[START]

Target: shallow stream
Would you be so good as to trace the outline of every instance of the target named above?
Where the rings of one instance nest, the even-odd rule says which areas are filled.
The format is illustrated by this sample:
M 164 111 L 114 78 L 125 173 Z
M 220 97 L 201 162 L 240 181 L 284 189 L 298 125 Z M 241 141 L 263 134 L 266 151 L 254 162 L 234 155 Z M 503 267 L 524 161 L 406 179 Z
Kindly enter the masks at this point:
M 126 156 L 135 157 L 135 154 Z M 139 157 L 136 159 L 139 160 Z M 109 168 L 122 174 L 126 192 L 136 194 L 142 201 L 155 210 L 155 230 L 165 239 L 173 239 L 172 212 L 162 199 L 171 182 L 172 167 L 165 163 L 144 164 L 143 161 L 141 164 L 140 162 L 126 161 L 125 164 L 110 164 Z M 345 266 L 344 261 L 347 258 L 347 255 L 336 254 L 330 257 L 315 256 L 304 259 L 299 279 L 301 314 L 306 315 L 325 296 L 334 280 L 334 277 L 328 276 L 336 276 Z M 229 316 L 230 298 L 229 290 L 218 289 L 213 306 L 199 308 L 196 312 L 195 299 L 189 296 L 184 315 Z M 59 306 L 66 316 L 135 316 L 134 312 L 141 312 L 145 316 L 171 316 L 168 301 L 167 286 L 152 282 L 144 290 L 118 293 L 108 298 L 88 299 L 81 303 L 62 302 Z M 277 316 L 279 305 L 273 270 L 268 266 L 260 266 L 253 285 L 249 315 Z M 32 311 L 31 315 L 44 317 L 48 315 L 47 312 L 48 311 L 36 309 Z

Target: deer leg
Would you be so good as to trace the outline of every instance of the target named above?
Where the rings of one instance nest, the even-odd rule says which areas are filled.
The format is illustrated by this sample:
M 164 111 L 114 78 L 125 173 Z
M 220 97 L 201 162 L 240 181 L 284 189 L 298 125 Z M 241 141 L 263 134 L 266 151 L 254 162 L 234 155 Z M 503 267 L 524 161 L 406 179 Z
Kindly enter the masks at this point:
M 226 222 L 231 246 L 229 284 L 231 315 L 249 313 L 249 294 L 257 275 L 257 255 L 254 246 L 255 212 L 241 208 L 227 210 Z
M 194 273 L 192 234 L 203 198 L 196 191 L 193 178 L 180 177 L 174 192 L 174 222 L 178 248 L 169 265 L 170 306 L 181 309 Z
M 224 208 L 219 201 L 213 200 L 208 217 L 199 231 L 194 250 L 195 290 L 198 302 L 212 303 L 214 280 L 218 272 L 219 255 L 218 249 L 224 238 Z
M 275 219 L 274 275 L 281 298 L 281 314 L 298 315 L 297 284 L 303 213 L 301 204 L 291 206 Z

[END]

◆ **Prompt**
Rewrite all of the records above, swapping "even-odd rule" for "nonzero winding rule" wherever it occurs and keeping everything else the same.

◆ **Solution to this problem**
Target: shallow stream
Would you be so good as to trace the outline of every instance of the target named above?
Where the rings of one instance nest, the nonzero winding rule says which areas are filled.
The format is illustrated by this sample:
M 164 111 L 114 78 L 125 173 Z
M 220 97 L 201 162 L 240 181 L 284 189 L 298 125 Z M 241 141 L 263 134 L 266 151 L 254 162 L 234 155 Z M 503 267 L 524 161 L 406 179 Z
Kindly enter the masks at this point:
M 126 156 L 135 157 L 135 154 Z M 139 157 L 136 159 L 139 160 Z M 109 168 L 122 174 L 126 192 L 136 194 L 142 201 L 155 210 L 155 230 L 165 239 L 173 239 L 172 212 L 162 199 L 171 182 L 172 167 L 165 163 L 144 164 L 143 161 L 141 164 L 140 162 L 126 161 L 125 164 L 110 164 Z M 345 266 L 344 261 L 347 258 L 347 255 L 336 254 L 330 257 L 315 256 L 304 259 L 299 279 L 301 314 L 306 315 L 325 296 L 334 280 L 334 277 L 328 276 L 336 276 Z M 229 316 L 230 298 L 229 290 L 218 289 L 213 306 L 199 308 L 196 312 L 195 299 L 189 296 L 184 315 Z M 59 306 L 66 316 L 135 316 L 134 312 L 141 312 L 145 316 L 171 316 L 168 301 L 167 286 L 152 282 L 144 290 L 118 293 L 108 298 L 88 299 L 81 303 L 62 302 Z M 277 316 L 279 305 L 273 270 L 268 266 L 260 266 L 253 285 L 249 315 Z M 32 311 L 31 315 L 44 317 L 48 315 L 47 312 L 48 311 L 36 309 Z

Target: deer leg
Would you be so good as to trace the outline of every instance of the target named above?
Where the rings of one instance nest, the nonzero winding rule says which areas are filled.
The format is illustrated by this sample:
M 164 111 L 114 78 L 125 173 Z
M 220 97 L 201 162 L 240 181 L 284 189 L 298 125 Z M 241 141 L 263 134 L 266 151 L 254 162 L 234 155 Z M 503 267 L 524 161 L 406 179 Z
Kindly enter the masks at this point:
M 226 222 L 231 246 L 229 284 L 231 315 L 249 313 L 249 294 L 257 275 L 257 255 L 254 246 L 255 212 L 241 208 L 227 210 Z
M 194 273 L 192 234 L 203 198 L 196 191 L 193 178 L 180 177 L 174 192 L 174 222 L 178 248 L 169 265 L 170 306 L 181 309 Z
M 224 208 L 219 201 L 213 200 L 208 217 L 199 231 L 194 250 L 195 290 L 198 302 L 212 303 L 214 280 L 218 272 L 219 255 L 218 249 L 224 238 Z
M 275 219 L 274 275 L 281 298 L 281 314 L 298 315 L 297 284 L 303 213 L 301 204 L 291 206 Z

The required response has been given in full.